[Assignment] Extend the text on building GTEx models with PLIER2 and PLIER, picking up right after its final line.

** Opening Text shown block **

# GTEx model building with PLIER2 and PLIER

# PLIER2

## Load libraries

In [2]:
if (!requireNamespace("PLIER", quietly = TRUE)) {
    devtools::install_github("wgmao/PLIER")
}

# 3. Install PLIER2 (mchikina/PLIER2) if not already installed
if (!requireNamespace("PLIER2", quietly = TRUE)) {
    REPO_PATH <- "/home/msubirana/Documents/pivlab/PLIER2"  # adjust
    remotes::install_local(REPO_PATH, force = TRUE, dependencies = FALSE)
}

library(bigstatsr)
library(data.table)
library(dplyr)
library(rsvd)
library(glmnet)
library(Matrix)
library(knitr)
library(here)
library(PLIER)
library(PLIER2)

#source(here("R/solvers.R"))
#source(here("R/utilsNew.R"))
source(here("config.R"))


Attaching package: ‘dplyr’


The following objects are masked from ‘package:data.table’:

    between, first, last


The following objects are masked from ‘package:stats’:

    filter, lag


The following objects are masked from ‘package:base’:

    intersect, setdiff, setequal, union


Loading required package: Matrix

Loaded glmnet 4.1-10

here() starts at /home/msubirana/Documents/pivlab/plier2-analyses

Loading required package: RColorBrewer

Loading required package: gplots


Attaching package: ‘gplots’


The following object is masked from ‘package:stats’:

    lowess


Loading required package: pheatmap

Loading required package: qvalue


Attaching package: ‘PLIER2’


The following objects are masked from ‘package:PLIER’:

    commonRows, num.pc, projectPLIER


The following object is masked from ‘package:bigstatsr’:

    AUC




## Output directory

In [3]:
output_data_dir <- config$GTEx$DATASET_FOLDER
dir.create(output_data_dir, showWarnings = FALSE, recursive = TRUE)

## Download recount2 

In [7]:
url      <- "https://ndownloader.figshare.com/files/10881866"

** Closing Text shown block **
** Opening Raw data block **

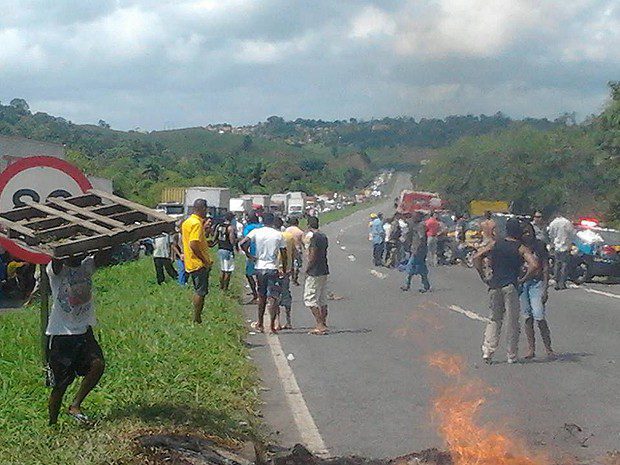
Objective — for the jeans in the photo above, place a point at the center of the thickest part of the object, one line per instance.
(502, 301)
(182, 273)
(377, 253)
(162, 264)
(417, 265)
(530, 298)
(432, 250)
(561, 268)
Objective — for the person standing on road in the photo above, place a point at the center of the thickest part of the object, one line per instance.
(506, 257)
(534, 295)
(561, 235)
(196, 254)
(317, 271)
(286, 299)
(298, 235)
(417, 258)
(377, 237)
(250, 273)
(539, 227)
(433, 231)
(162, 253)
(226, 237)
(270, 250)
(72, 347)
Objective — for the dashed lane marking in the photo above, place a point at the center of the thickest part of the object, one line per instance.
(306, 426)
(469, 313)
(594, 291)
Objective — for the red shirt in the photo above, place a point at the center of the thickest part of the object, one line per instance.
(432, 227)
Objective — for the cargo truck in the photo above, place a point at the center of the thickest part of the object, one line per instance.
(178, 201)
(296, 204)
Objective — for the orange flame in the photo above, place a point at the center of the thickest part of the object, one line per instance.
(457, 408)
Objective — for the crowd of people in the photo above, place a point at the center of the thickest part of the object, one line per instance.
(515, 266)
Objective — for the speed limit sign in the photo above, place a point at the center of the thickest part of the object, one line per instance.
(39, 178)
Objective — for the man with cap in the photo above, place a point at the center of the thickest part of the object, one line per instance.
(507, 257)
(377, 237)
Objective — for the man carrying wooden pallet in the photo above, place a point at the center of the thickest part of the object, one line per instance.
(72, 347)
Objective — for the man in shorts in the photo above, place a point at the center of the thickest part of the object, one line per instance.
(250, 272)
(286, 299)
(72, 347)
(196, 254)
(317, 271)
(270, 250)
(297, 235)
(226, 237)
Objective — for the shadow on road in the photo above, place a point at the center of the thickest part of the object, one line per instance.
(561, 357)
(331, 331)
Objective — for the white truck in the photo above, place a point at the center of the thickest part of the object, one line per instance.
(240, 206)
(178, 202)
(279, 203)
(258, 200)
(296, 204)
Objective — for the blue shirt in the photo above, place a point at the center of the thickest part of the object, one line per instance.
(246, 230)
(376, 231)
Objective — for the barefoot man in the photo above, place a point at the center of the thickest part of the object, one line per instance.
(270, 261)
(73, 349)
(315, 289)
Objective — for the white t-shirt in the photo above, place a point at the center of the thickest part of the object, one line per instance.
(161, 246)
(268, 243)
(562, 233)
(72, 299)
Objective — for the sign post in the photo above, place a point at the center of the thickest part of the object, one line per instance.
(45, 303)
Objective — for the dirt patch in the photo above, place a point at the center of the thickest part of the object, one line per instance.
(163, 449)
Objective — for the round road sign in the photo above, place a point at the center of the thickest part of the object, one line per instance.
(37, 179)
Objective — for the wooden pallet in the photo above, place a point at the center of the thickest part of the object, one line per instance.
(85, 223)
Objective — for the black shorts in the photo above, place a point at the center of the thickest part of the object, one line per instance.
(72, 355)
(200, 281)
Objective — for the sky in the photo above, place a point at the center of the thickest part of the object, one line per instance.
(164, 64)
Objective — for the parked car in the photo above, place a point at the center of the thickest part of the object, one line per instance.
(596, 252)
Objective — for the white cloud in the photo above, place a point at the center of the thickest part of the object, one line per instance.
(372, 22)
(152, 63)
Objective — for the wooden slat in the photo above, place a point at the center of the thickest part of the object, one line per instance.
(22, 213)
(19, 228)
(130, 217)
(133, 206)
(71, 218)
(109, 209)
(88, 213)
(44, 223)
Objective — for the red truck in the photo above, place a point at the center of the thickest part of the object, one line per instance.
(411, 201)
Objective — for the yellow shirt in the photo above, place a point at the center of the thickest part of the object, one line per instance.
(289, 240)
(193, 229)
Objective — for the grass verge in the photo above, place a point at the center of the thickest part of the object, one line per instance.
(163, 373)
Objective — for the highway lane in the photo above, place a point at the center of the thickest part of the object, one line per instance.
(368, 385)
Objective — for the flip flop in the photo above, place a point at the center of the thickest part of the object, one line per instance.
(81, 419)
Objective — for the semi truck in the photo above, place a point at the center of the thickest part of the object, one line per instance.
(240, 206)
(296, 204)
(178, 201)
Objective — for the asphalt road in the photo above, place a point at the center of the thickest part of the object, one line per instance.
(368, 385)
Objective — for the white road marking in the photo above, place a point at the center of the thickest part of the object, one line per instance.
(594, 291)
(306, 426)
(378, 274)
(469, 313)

** Closing Raw data block **

[Exercise result]
out_dir  <- here::here("data", "recount2")
zip_file <- file.path(out_dir, "recount2.zip")

if (!dir.exists(out_dir)) dir.create(out_dir, recursive = TRUE)

# Download if missing
if (!file.exists(zip_file)) {
  download.file(url, zip_file, mode = "wb", method = "libcurl")
}

# Unzip if the RDS files aren’t already there
rds1 <- file.path(out_dir, "recount_data_prep_PLIER.RDS")
rds2 <- file.path(out_dir, "recount_rpkm.RDS")

if (!file.exists(rds1) || !file.exists(rds2)) {
  unzip(zip_file, exdir = out_dir)
}


“downloaded length 0 != reported length 0”
“URL 'https://s3-eu-west-1.amazonaws.com/pfigshare-u-files/10881866/recount2_PLIER_data.zip?X-Amz-Algorithm=AWS4-HMAC-SHA256&X-Amz-Credential=AKIAIYCQYOYV5JSSROOA/20250728/eu-west-1/s3/aws4_request&X-Amz-Date=20250728T194630Z&X-Amz-Expires=10&X-Amz-SignedHeaders=host&X-Amz-Signature=92872d3ae1328e657dc6e48979177dbedb463533be61e569344423cfa52dd279': Timeout of 60 seconds was reached”


ERROR: Error in download.file(url, zip_file, mode = "wb", method = "libcurl"): download from 'https://ndownloader.figshare.com/files/10881866' failed


In [6]:
url <- config$GTEx$URL
dest_dir <-  config$GTEx$DATASET_FOLDER
dest_gz  <- file.path(dest_dir, basename(url))

if (!file.exists(dest_gz)) {
  dir.create(dest_dir, recursive = TRUE, showWarnings = FALSE)
  download.file(url, dest_gz, mode = "wb")
  message("Downloaded to: ", dest_gz)
} else {
  message("File already exists, skipping download.")
}

File already exists, skipping download.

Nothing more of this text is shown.